SET PROBLEM ::
How would you put this sentence from the passage on South Dakota's history requirement into Spanish: "Harrisburg School District Secondary Curriculum Director Michael Amolins seems to agree."?

The board decision concludes a yearlong public hearing process plagued by parental protests over the history question as well as opposition to Common Core social studies and science standards.
As part of that process, numerous history processors from virtually all of the state’s large universities sent a letter to the school board explaining why they believe that not requiring students to learn early American history will be a serious problem, both for higher education and the state in general.
“Incoming freshmen arrive unprepared for history because they aren’t learning early American history at the high school level, according to the letter, which was signed by instructors from (Dakota State University,) University of South Dakota, South Dakota State University, Northern State University, Augustana College, Presentation College, the University of Sioux Falls and Black Hills State University,” the Argus Leader reports.
“And the problem isn’t just a matter of college freshmen being ready to discuss Thomas Paine at a university level. A sound understanding of history and civics can help them when they’re in the voting booth, watching the news and making life decisions,” according to Dakota State University dean Ben Jones.
“It’s disabling their citizenship,” he said.
Harrisburg School District Secondary Curriculum Director Michael Amolins seems to agree.

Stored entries
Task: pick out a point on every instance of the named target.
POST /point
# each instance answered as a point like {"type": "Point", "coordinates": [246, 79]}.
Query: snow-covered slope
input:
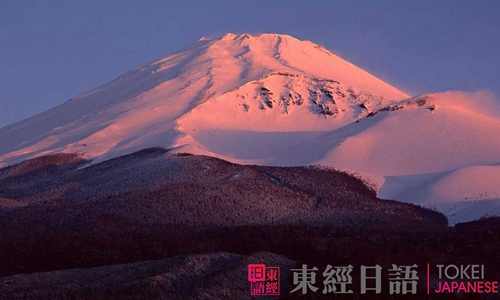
{"type": "Point", "coordinates": [141, 108]}
{"type": "Point", "coordinates": [272, 99]}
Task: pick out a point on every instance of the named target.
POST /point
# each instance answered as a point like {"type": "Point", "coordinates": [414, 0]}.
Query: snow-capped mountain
{"type": "Point", "coordinates": [272, 99]}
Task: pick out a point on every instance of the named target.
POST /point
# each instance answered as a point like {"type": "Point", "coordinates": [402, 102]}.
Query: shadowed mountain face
{"type": "Point", "coordinates": [152, 188]}
{"type": "Point", "coordinates": [168, 226]}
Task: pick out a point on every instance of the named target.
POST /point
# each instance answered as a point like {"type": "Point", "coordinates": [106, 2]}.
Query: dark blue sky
{"type": "Point", "coordinates": [51, 51]}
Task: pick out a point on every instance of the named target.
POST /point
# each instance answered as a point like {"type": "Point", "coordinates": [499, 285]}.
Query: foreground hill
{"type": "Point", "coordinates": [136, 226]}
{"type": "Point", "coordinates": [271, 99]}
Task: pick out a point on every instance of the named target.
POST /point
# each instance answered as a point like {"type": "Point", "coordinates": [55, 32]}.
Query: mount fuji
{"type": "Point", "coordinates": [271, 99]}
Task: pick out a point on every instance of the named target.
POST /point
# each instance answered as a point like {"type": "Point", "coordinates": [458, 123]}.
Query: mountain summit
{"type": "Point", "coordinates": [241, 81]}
{"type": "Point", "coordinates": [271, 99]}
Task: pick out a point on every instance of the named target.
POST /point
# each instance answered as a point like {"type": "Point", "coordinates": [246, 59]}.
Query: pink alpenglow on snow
{"type": "Point", "coordinates": [274, 100]}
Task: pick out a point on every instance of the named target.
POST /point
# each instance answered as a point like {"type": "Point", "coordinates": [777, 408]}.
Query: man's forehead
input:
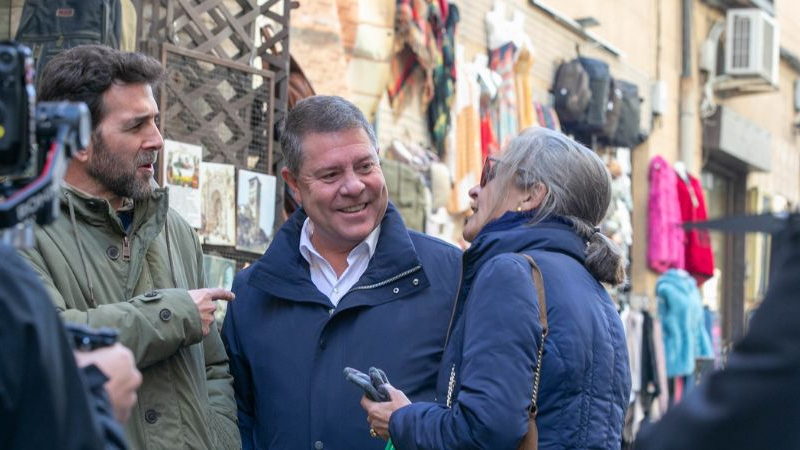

WRITTEN SOLUTION ::
Michael Amolins, director de currículo de secundaria del Distrito Escolar de Harrisburg, parece estar de acuerdo.